Study Analysis: Revelation of Truth,or Murder by Numbers?

Abstract

Not everything that can be counted counts, and not everything that counts can be counted.

—Albert Einstein (1879-1955) What type of analyses are we to expect when we read a study that attempts to measure success or failure of a specific spine procedure?¹ Most analyses are divided into descriptive and analytical statistics, which should be clearly described in the methods section of a study. Descriptive statistics are most frequently used to provide general information about the patients and factors that may be related to outcomes. In one sense, they set the stage for some of the analytical methods (such as control for confounding) that may be needed to ensure the most accurate estimate of a study treatment effect. Analytical statistics allow for evaluation of treatment effects and the associations between factors. A prospective study allows one to collect all known and suspected potential confounders. For retrospective studies, investigators are limited to what has already been collected and often do not have access to factors that likely influence outcome (eg, smoking status).

**********

# Work task A
According to the passage on study analysis, why are retrospective studies at a disadvantage compared with prospective studies when it comes to confounding factors?
# Work task B
Rewrite the passage on study analysis between "Study Analysis: Revelation" and "can be counted.", inclusive, swapping "counted" for "measured".

# Listed entries
**********

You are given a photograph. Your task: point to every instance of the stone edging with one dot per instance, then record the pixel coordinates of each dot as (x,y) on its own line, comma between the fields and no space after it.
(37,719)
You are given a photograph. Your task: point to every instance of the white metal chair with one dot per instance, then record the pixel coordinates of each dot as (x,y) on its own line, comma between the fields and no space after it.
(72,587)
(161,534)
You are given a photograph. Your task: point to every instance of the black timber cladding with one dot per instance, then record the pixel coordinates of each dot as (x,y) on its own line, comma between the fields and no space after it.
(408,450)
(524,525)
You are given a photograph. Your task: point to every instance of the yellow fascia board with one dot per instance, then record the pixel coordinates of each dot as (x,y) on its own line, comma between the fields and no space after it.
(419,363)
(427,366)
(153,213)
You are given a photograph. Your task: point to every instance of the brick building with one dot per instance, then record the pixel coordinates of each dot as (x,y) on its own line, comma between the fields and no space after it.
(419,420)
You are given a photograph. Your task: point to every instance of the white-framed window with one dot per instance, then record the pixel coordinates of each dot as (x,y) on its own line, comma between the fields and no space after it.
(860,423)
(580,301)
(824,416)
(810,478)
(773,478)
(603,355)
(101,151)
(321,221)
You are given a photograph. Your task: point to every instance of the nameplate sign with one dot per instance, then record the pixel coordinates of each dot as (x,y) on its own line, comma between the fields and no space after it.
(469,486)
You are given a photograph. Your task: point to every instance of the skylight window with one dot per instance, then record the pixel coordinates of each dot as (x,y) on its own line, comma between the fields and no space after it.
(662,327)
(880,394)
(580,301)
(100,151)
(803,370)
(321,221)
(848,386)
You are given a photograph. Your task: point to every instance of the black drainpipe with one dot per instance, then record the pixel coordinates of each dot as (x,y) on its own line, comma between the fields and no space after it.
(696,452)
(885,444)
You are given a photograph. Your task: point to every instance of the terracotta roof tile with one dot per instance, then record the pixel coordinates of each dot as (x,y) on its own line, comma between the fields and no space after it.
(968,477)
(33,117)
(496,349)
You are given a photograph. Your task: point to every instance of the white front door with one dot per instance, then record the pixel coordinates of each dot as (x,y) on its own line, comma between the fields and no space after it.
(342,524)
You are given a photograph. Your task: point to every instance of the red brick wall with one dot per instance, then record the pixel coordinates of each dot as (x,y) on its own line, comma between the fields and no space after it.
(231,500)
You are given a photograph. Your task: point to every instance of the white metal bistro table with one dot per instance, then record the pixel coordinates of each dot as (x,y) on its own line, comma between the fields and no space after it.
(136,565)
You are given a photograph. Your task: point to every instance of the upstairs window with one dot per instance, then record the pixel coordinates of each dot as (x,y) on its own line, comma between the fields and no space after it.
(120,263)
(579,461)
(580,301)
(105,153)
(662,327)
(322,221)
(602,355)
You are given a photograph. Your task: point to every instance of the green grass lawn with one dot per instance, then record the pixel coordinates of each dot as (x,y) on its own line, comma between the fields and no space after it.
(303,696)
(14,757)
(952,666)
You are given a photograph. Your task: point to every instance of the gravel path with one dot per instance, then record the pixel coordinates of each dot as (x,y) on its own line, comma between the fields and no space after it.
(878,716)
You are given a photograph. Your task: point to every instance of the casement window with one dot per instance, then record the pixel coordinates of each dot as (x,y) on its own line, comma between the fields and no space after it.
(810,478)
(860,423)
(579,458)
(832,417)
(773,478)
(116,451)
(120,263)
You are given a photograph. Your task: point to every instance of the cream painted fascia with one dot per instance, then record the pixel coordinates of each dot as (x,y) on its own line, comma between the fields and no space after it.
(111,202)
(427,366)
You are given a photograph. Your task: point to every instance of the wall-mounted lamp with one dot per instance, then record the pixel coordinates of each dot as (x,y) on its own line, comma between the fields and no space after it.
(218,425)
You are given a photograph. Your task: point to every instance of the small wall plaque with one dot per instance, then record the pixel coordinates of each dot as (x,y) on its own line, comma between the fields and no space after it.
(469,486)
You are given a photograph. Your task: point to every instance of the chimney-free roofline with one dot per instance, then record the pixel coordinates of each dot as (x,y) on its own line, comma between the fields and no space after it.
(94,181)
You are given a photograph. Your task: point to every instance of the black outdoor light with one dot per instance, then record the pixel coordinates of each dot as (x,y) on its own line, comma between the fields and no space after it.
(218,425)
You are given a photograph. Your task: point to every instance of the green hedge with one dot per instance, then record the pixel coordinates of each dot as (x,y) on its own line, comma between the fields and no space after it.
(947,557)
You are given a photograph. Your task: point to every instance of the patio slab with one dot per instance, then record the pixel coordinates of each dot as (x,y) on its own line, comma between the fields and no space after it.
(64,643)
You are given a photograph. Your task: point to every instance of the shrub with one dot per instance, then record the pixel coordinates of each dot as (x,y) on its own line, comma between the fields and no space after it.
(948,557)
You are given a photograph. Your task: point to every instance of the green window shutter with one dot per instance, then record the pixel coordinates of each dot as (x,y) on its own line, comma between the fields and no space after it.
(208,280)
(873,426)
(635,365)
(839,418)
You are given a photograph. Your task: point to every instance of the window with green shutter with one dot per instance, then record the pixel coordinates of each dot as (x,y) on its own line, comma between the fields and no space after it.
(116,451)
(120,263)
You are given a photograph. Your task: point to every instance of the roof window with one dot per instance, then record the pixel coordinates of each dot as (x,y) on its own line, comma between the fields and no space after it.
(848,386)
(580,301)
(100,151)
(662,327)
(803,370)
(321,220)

**********

# Worked solution A
In a retrospective study, investigators can use only data that has already been collected, so they often lack factors that likely influence outcome, such as smoking status. A prospective study lets researchers collect all known and suspected potential confounders.

# Worked solution B
Study Analysis: Revelation of Truth,or Murder by Numbers?

Abstract

Not everything that can be measured counts, and not everything that counts can be measured.